[Start of Text extract]

By RALPH KITTLER, P.E.
Dehumidified Air Solutions, Montreal QC
Queens University of Charlotte (NC) is a small, private college of 2,300 students, but its indoor competition pool has garnered a large amount of national recognition for its indoor air quality (IAQ) design.
For example, Jeff Dugdale, QU’s men’s and women’s swim coach who helped spearhead the indoor pool’s design, met in late 2018 with the lead counsel of the U.S. Senate Environment and Public Works Committee. The committee, as well as the U.S. Environmental Protection Agency (EPA) and Occupational Safety and Health Administration (OSHA), have shown an interest in QU’s pool as a potential model of good IAQ.
The EPA and OSHA are looking for answers to health issues, such as “Lifeguard Lung,” asthma and other respiratory irritants that experts suspect are developed and/or aggravated by indoor pool environments. Lifeguard Lung (granulomatous pneumonitis) in particular, is posing health risks with facility employees who spend the majority of their work hours in natatoriums. Although swimmers spend less time than lifeguards, asthma among swimmers is becoming an increasingly serious respiratory issue even with short pool exposure times.
Royal treatment: Ever since it opened in 2013, the 144,000-sq-ft Levine Center has revolved around its 33-m-long pool.
Besides governmental recognition, QU’s pool has also gotten the attention of the world’s best high school swimmers. Although it’s a Division II school in the Blue Grass Mountain Conference, QU successfully uses IAQ to recruit Division 1 level swimmers from around the world. Visiting parents of recruit candidates, especially those who regularly used breathalyzers at their high school swim meets, immediately notice QU’s superior IAQ and great water quality inside the pool area, according to Dugdale. The recruiting results are in Dugdale’s record. Both the men’s and women’s swim teams have won the NCAA Division II National Championships the last four years and were on par for a fifth championship at press time. Dugdale estimates 60 percent of his team could have gotten full scholarships from large Division I schools, but instead chose QU for the IAQ. Some team members hail from Europe where indoor pool IAQ standards are more stringent than the U.S.

[End of Text extract]
[Start of Given entries]

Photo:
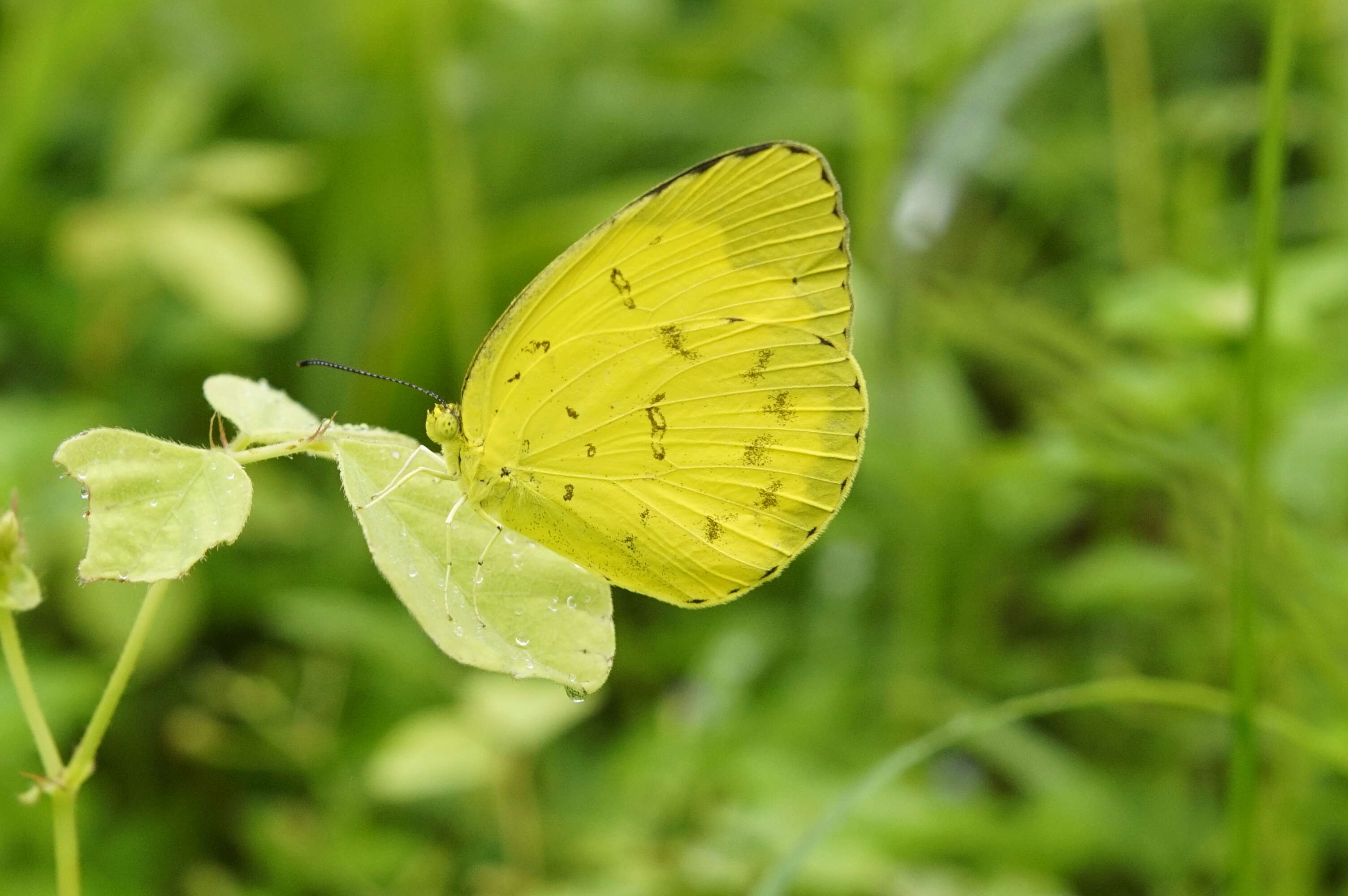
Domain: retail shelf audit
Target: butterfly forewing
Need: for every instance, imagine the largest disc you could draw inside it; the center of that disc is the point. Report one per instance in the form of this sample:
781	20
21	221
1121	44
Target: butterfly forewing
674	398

[End of Given entries]
[Start of Given entries]

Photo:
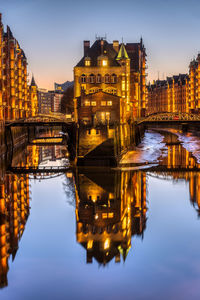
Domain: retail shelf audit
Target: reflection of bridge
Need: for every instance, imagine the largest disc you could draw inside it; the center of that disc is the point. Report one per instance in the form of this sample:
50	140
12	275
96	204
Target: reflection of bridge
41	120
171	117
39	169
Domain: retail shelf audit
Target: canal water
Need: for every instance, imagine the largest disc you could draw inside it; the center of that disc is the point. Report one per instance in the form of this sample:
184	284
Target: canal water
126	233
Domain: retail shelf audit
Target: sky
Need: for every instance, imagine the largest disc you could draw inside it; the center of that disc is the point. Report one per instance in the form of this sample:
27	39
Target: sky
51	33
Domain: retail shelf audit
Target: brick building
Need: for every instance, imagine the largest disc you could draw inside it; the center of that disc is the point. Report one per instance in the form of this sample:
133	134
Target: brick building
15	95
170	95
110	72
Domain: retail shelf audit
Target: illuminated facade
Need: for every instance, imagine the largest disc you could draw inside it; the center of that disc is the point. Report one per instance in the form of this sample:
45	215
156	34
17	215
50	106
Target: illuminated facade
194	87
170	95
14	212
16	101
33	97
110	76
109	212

[End of Given entries]
[Start of Given entries]

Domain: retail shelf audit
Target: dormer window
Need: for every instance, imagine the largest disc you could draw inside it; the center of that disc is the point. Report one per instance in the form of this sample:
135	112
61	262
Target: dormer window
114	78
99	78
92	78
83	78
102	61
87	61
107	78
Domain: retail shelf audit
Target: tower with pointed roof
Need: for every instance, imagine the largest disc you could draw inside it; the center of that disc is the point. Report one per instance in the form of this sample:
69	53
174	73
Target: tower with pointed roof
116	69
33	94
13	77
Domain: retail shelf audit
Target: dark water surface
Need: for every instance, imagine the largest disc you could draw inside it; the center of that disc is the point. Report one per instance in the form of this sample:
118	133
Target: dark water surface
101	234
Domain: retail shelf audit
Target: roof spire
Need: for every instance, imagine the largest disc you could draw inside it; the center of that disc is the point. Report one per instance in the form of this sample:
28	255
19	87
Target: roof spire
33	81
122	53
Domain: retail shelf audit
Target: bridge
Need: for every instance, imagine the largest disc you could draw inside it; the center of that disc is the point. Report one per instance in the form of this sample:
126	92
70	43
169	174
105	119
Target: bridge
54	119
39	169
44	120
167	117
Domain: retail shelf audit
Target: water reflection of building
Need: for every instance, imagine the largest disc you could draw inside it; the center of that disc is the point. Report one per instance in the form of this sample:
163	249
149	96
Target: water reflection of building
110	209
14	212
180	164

[End of Given entries]

Required task: Reproduce the stretch of the pool air quality article from "By RALPH KITTLER, P.E." through "of good IAQ." word for word. The entries have no connection to the article about the Queens University pool.

Expected output:
By RALPH KITTLER, P.E.
Dehumidified Air Solutions, Montreal QC
Queens University of Charlotte (NC) is a small, private college of 2,300 students, but its indoor competition pool has garnered a large amount of national recognition for its indoor air quality (IAQ) design.
For example, Jeff Dugdale, QU’s men’s and women’s swim coach who helped spearhead the indoor pool’s design, met in late 2018 with the lead counsel of the U.S. Senate Environment and Public Works Committee. The committee, as well as the U.S. Environmental Protection Agency (EPA) and Occupational Safety and Health Administration (OSHA), have shown an interest in QU’s pool as a potential model of good IAQ.